• **Stated task**
Each entry below is to be given again word for word, with no pictures.

• **Stored items**
---*---
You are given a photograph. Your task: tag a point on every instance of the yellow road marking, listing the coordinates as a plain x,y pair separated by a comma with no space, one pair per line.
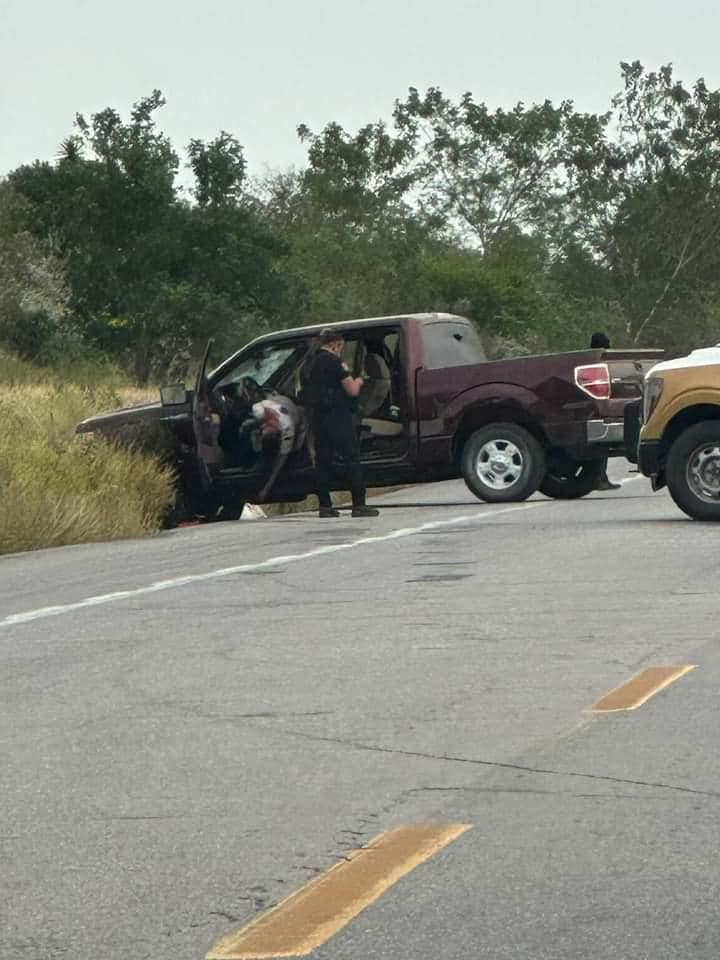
317,911
636,692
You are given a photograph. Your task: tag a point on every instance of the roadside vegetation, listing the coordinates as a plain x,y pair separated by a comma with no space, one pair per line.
542,223
56,491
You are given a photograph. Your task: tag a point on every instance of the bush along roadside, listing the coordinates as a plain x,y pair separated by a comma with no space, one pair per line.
54,490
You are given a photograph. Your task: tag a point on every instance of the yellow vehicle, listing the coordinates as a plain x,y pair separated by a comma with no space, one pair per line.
679,431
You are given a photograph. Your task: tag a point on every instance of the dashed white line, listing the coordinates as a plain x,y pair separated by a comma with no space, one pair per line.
161,585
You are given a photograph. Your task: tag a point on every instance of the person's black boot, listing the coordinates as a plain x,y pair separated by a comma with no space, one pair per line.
365,511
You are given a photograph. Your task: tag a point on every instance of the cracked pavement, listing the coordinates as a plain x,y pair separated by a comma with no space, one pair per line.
175,762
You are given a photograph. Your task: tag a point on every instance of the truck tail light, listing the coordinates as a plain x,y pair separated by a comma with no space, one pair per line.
594,380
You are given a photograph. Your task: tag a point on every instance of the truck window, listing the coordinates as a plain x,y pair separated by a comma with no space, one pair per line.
452,344
268,366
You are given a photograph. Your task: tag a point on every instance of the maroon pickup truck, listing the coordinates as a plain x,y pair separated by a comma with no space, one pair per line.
432,408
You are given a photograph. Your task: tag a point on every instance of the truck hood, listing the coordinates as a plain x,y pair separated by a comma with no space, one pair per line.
705,357
139,413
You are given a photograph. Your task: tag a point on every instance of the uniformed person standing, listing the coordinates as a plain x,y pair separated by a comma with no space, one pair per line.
329,392
601,341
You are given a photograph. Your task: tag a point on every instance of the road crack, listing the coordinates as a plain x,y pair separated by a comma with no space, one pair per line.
500,764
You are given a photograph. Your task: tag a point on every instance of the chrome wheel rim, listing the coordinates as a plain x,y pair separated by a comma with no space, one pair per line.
703,472
499,464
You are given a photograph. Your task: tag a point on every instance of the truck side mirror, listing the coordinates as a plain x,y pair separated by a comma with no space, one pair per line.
173,396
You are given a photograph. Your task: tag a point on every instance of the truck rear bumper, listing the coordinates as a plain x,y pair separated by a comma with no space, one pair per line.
611,432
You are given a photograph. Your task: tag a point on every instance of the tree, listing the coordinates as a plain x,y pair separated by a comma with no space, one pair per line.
486,172
33,294
151,275
645,198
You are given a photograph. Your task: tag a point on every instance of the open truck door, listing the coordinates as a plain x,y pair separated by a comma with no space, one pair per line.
206,425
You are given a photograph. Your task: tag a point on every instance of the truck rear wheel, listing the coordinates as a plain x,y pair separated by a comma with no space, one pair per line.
503,462
693,471
569,480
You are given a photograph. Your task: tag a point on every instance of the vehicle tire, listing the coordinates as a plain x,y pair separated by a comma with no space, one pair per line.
568,479
207,508
693,471
230,510
503,463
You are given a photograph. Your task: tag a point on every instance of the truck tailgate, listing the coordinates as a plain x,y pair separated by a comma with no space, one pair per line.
628,369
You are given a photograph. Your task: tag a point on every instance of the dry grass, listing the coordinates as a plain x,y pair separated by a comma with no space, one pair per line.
55,490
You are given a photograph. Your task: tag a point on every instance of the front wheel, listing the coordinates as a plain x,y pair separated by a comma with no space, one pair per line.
570,480
502,463
693,471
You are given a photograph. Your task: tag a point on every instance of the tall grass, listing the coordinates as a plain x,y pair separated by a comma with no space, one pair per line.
54,490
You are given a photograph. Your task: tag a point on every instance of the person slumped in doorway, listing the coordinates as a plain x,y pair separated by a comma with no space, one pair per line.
601,341
329,392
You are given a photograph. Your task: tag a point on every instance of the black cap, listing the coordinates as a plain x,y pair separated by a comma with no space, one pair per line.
599,341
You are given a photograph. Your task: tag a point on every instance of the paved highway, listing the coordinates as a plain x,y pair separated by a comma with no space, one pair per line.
194,727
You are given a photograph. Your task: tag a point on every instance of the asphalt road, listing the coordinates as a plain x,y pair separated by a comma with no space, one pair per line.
193,727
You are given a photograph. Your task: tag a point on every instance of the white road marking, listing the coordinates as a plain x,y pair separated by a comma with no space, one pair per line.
161,585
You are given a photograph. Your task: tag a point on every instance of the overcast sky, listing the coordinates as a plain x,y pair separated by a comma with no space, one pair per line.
257,68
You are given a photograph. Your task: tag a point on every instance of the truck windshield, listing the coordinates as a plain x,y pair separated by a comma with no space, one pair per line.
452,344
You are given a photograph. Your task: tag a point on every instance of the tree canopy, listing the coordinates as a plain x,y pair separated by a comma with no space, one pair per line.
539,222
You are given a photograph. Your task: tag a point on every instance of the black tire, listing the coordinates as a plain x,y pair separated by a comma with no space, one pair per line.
206,508
521,454
569,480
694,500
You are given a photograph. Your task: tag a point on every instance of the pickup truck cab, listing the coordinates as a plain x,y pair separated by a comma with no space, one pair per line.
432,408
674,434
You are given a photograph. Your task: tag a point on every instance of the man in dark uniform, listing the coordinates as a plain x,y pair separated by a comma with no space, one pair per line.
601,341
330,391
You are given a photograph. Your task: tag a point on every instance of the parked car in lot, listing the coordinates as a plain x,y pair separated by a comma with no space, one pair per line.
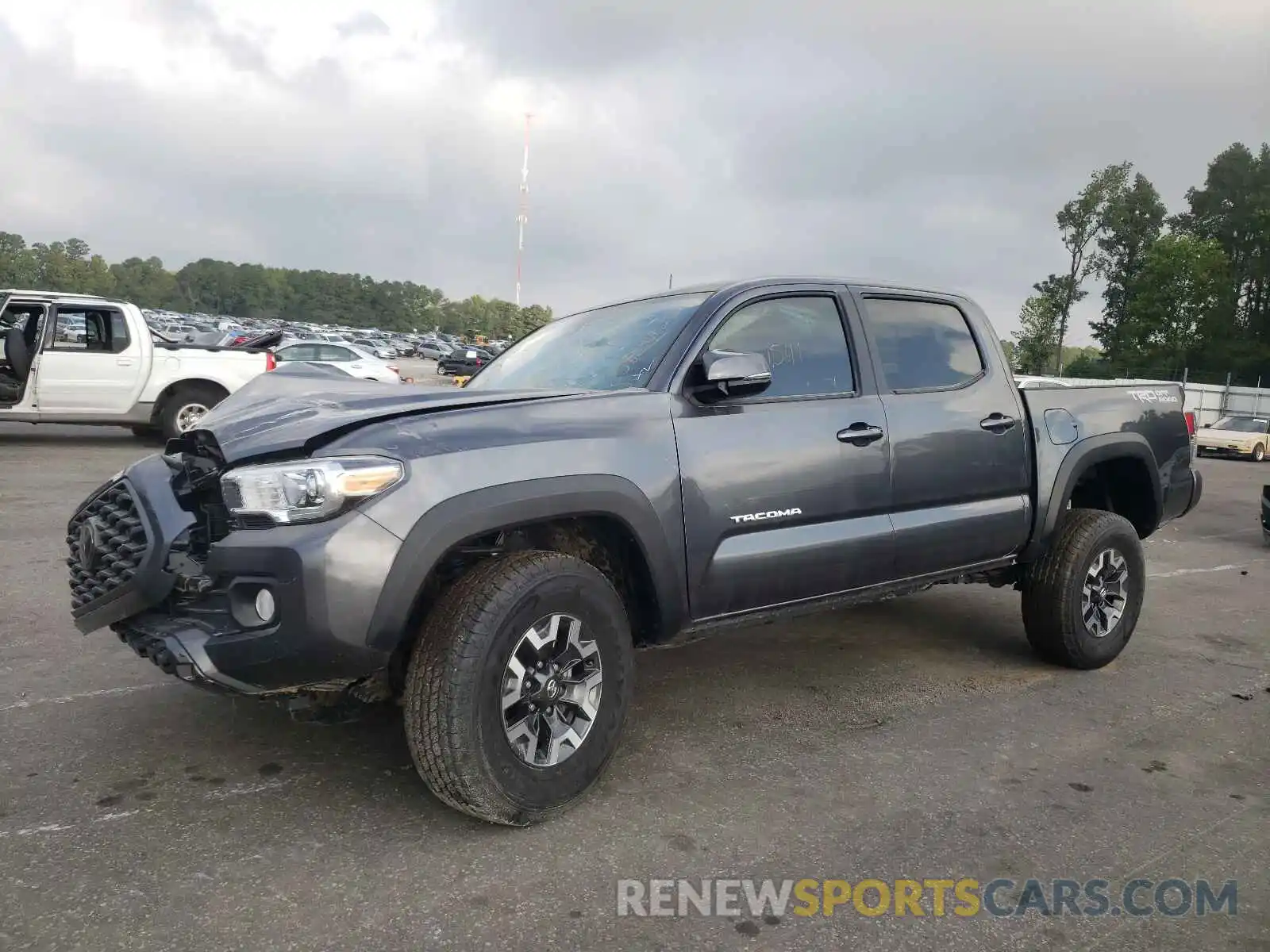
349,359
1236,436
433,349
464,361
79,359
492,555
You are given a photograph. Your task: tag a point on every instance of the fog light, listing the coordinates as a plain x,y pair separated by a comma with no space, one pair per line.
264,605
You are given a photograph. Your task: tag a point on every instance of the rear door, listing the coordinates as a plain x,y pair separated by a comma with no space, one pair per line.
959,455
787,492
90,363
---*---
• **Exercise result**
You are given a photograph. Your task: tag a point on every instance of the yellow road marking, listing the coordinates as a plain x,y pair separated by a comma with no space, one pair per line.
317,911
636,692
You are given a photograph. Your task: tag a point on every instance of the roadside vegetation, listing the coordinates as a plain x,y pair separated by a comma with no space, one pair per line.
542,223
56,491
You are given a photograph. Your task: tag a point on every instance of the bush along roadside, listing the coordinates as a plain x,y pair separated by a comma with no space, one pair per line.
54,490
You are given a photograph. Your task: tag a point on every instance of the yellow vehicle, listing the coordinates as a plain x,y pair separated by a comma with no space, one pair per line.
679,431
You are given a photograph. Your task: tag a point on every instance of the dashed white line, listing the coordinates as a plain x,y pair separated by a comma with no space, one pair per line.
161,585
You are given a photograph. Your task: tag a point on every instance of the person's black boot, listing the coordinates as a plain x,y pair separated by a comma with no space, one pair per line.
365,511
You are given a photograph. Your task: tag a point on every instance of the cracked pavement, listing the coordinates as a plain x,y pair separated by a comma with no space, one pair per line.
175,762
You are given a photograph. Your task: tag a point on every instance of the truck tail light, listing the coordinates as a plain x,y pair separated by a comma with no space, one pair per line.
594,380
You are given a photograph. Your task: tag a point on every instance of the truck window, listing the coordinates as a plain x,y pair separated by a comma with no space, one pair per line.
452,344
268,366
You are given a photograph. Your task: tag a point on every instance of the maroon pickup truck, listing the coordinates as a plain x,y pair separated by a comma with no space, one pair per line.
432,408
You are given a photograph. Your task: tag a point on every instance of the truck hood, listing the coordinates as a plain x,y pair separated by a comma with no space, one pair per line.
705,357
139,413
You are given a photograph. Your task: tag a point on every instance of the uniformed person standing, listing the coordinates as a plain x,y pair separated by a comma with no space, one pair per line.
329,392
601,341
You are given a photograph. Your task: tag a point on every instance of the road crack, listing the coordinates as a plain x,y pair separated by a comma with no space, one pair per line.
500,764
You are given a photograph. Your task: tag a point on every instance of the chrome wheel rim, listing the coordinates as a plain x,y pair separated by a comma with no space, one pair per line.
703,472
499,464
You are given a photograph. Your task: tag a point on every instance of the truck side mirror, listing the coordinates as a plain x,y pair separated by a comma with no space, one pair per line.
173,396
You are given a photograph. Your task: tag a point on every instance of the truck rear bumper, listing the coordinates as a plain x,y pair separated by a comma with no space, one pair per line.
611,432
You are given a photograph. Your task: tag a point on every instance of the tree, listing the coordinates as a plain x,y pair separated by a comma with no space, one pair per line.
486,172
33,294
151,275
645,198
You are given a photograph. Your task: tag a point on every instance of the open truck door, listing the coordinates as a plain x,y pair separated by a comma with no space, one pair per line.
206,425
You are given a photograph. Your task: tag a point on every instance of the truck rear wheel, listing the coordinates as a plain x,y pair separated by a comma with no space, one pair per line.
503,462
693,471
569,480
You are given a photograph. Your task: tag a point on every instance of the vehicle tire, listing the coordinates as a plain x,y pair separated by a comma with no space, one pair per line.
568,479
207,508
693,471
230,510
503,463
You are given a photograph. Your task: tag a point on every instance of the truck tailgate, listing the coordinates as a plain x,y pair separated by a comma with no space, one pair per line.
628,369
You are given a photograph. Your task: tag a point on every instance of the dry grass, listing the coordinates as a plain x,y pair separated by a comma with no space, one pair per line.
55,490
You are given a photograph. Your task: tag a point on every instance of the front wheel, listing the coordinates as a plain x,y pair separated by a comma with no space, one pair per line.
570,480
502,463
693,471
You are given a photograph. Your task: tag a point on every instance of the tall grass, listing the coordinates as a plain x,y pair separated by a comma with no space, one pair per line.
54,490
You are given a photograph. Your task: tag a point on every instance of the person slumped in doorway, listing the coordinates as a plain x,y pair separated by a comma with no space, one pair per line.
601,341
329,392
You are given a photograph. Your task: tag a point on every instance of the black cap, listing the coordinates as a plain x,y pair separated by a comma with no space, one pair per line.
599,341
You are given a photograph. Your task: tag a point on every instance of the paved highway, listing the coordinates as a plain x,y pair separated by a comma with no space, one pair per line.
194,727
You are given a photograph. Your task: tag a point on every instance of the asphalt road, listing the coordinates as a plain x,y pair separated by a comma with no space, one pair per line.
193,727
You are given a photograph. Your task: tag a point on every instance of the white road marking, listing the coordinates as a plain x,y pair separated by a comma with no space, one pair per line.
161,585
You are given a photograph. Your task: tag a point on every instance of the overcast sky, listing the coordinates as a plain x,y pair separated by a comma with no space, one pair per line.
257,68
You are given a photograph. Your task: tag a point on every instance of the truck windshield, listing the coordinates as a plain x,y pair separated by a comma with no space, one pair per line.
452,344
You are given a photograph. Your task: tag a point on every instance of the tree canopy, listing the coordinates as a plain x,y pair separated by a comma with no space, one pair per line.
539,222
You are given a photograph. Your task: tag a point on every instance of the black tire, listing the coordinates as a plain x,y pair separated by a comma with no space, one pair per line.
206,508
521,454
569,480
694,500
You are given a photograph. Your task: tag a point on every instance of the pickup truck cab, listing the coordinates as a plain x,y pair separated by a comma with no space, one pair per line.
432,408
674,434
You are given a photograph. Your task: tag a point on every instance of the man in dark uniform, listing the coordinates as a plain x,y pair separated by a comma with no space, one pair per line.
601,341
330,391
You are given a photograph. Your task: tag a point on every instance of the parked car in lot, listing the coordinates as a plain x,y pair separated by a comma with no space, one pair per line.
349,359
1236,436
433,349
464,361
79,359
492,555
You are given a photograph. Your task: tag a point on every instance of the fog light, listing the coordinates as a plain x,y pair separated by a comma with no space, one pair per line.
264,605
You are given a photograph. Your task: tag a point on every instance of the rear door, listing the coordinates as a plain x,y pair separated by a comma with no space, one pair per line.
959,455
787,492
90,363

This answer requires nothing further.